● **EXERCISE DESCRIPTION**
Give all of the lines below as a Markdown table with two columns, Row and Line. Put a running number in Row and each line's text in Line, and leave out blank lines.

## BEGIN RECORDS SHOWN

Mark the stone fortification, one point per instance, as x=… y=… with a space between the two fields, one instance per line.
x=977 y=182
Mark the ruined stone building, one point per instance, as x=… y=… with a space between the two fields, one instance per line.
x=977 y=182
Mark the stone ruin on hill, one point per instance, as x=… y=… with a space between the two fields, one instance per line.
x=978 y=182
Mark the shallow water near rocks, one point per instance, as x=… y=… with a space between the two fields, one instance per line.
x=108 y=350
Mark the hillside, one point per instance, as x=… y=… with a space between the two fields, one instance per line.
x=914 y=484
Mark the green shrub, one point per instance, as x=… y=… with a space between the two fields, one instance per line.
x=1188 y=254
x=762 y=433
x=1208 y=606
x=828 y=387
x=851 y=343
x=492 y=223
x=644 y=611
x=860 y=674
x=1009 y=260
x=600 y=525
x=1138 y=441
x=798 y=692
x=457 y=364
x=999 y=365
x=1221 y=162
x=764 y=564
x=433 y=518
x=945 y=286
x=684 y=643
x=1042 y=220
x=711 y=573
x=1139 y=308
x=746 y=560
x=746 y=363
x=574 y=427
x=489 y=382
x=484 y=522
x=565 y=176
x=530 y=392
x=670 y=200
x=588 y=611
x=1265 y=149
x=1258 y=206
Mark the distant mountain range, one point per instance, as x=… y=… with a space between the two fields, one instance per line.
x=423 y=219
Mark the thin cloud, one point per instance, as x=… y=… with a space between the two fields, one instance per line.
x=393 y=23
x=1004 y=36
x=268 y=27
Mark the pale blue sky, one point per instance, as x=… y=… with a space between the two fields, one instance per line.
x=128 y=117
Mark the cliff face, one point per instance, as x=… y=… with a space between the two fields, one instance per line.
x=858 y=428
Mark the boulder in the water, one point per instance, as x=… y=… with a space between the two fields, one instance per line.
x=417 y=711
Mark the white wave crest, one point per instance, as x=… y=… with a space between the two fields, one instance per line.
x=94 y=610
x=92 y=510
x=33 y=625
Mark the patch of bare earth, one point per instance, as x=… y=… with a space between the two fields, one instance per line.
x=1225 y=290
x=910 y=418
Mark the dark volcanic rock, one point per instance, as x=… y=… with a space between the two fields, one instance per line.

## END RECORDS SHOWN

● **SOLUTION BELOW**
| Row | Line |
|---|---|
| 1 | Mark the stone fortification, one point per instance, as x=… y=… with a space between the two fields, one instance per line. |
| 2 | x=977 y=182 |
| 3 | Mark the ruined stone building, one point per instance, as x=… y=… with a space between the two fields, one instance per line. |
| 4 | x=977 y=182 |
| 5 | Mark the stone ruin on hill, one point per instance, as x=… y=… with a space between the two fields, one instance per line. |
| 6 | x=978 y=182 |
| 7 | Mark the shallow water near rocks, one point per instance, as x=… y=… with a space between the two fields, one instance per line. |
| 8 | x=108 y=350 |
| 9 | Mark the hillside, one point per instance, as x=… y=… with a space between the two fields, one instance per line. |
| 10 | x=914 y=484 |
| 11 | Mark the green shrub, one point per instance, as x=… y=… with a space between the two fields, one instance per line. |
| 12 | x=1188 y=254 |
| 13 | x=762 y=433 |
| 14 | x=1208 y=606 |
| 15 | x=828 y=387 |
| 16 | x=851 y=343 |
| 17 | x=492 y=223 |
| 18 | x=644 y=611 |
| 19 | x=860 y=674 |
| 20 | x=1009 y=260 |
| 21 | x=600 y=525 |
| 22 | x=1138 y=441 |
| 23 | x=798 y=692 |
| 24 | x=457 y=364 |
| 25 | x=999 y=365 |
| 26 | x=1221 y=162 |
| 27 | x=764 y=564 |
| 28 | x=433 y=518 |
| 29 | x=945 y=286 |
| 30 | x=684 y=643 |
| 31 | x=1042 y=220 |
| 32 | x=711 y=573 |
| 33 | x=1139 y=308 |
| 34 | x=746 y=560 |
| 35 | x=746 y=363 |
| 36 | x=574 y=427 |
| 37 | x=489 y=382 |
| 38 | x=484 y=522 |
| 39 | x=565 y=176 |
| 40 | x=530 y=392 |
| 41 | x=670 y=200 |
| 42 | x=588 y=611 |
| 43 | x=1265 y=149 |
| 44 | x=1258 y=206 |
| 45 | Mark the distant mountain range, one point per instance, as x=… y=… with a space between the two fields, one instance per line. |
| 46 | x=423 y=219 |
| 47 | Mark the thin cloud, one point per instance, as x=… y=… with a space between the two fields, one instance per line. |
| 48 | x=393 y=23 |
| 49 | x=1004 y=36 |
| 50 | x=268 y=27 |
| 51 | Mark the pale blue sky, one point per instance, as x=… y=… with a space between the two fields, one instance per line. |
| 52 | x=128 y=117 |
| 53 | Mark the cliff face, one point per instance, as x=… y=… with a space between the two fields, one instance per line. |
| 54 | x=858 y=428 |
| 55 | Mark the boulder in the water, one point per instance, as x=… y=… with a space between the two fields, one instance per line. |
| 56 | x=417 y=711 |
| 57 | Mark the white wave crest, one point per instance, as x=… y=… with a space between the two fields, one instance per line. |
| 58 | x=94 y=610 |
| 59 | x=92 y=510 |
| 60 | x=33 y=625 |
| 61 | Mark the patch of bare earth, one point per instance, as x=… y=… with a space between the two fields, one instance per line. |
| 62 | x=1225 y=290 |
| 63 | x=910 y=418 |
| 64 | Mark the dark volcanic rock, one point per instance, as x=… y=… with a space between the two fields, one instance per line. |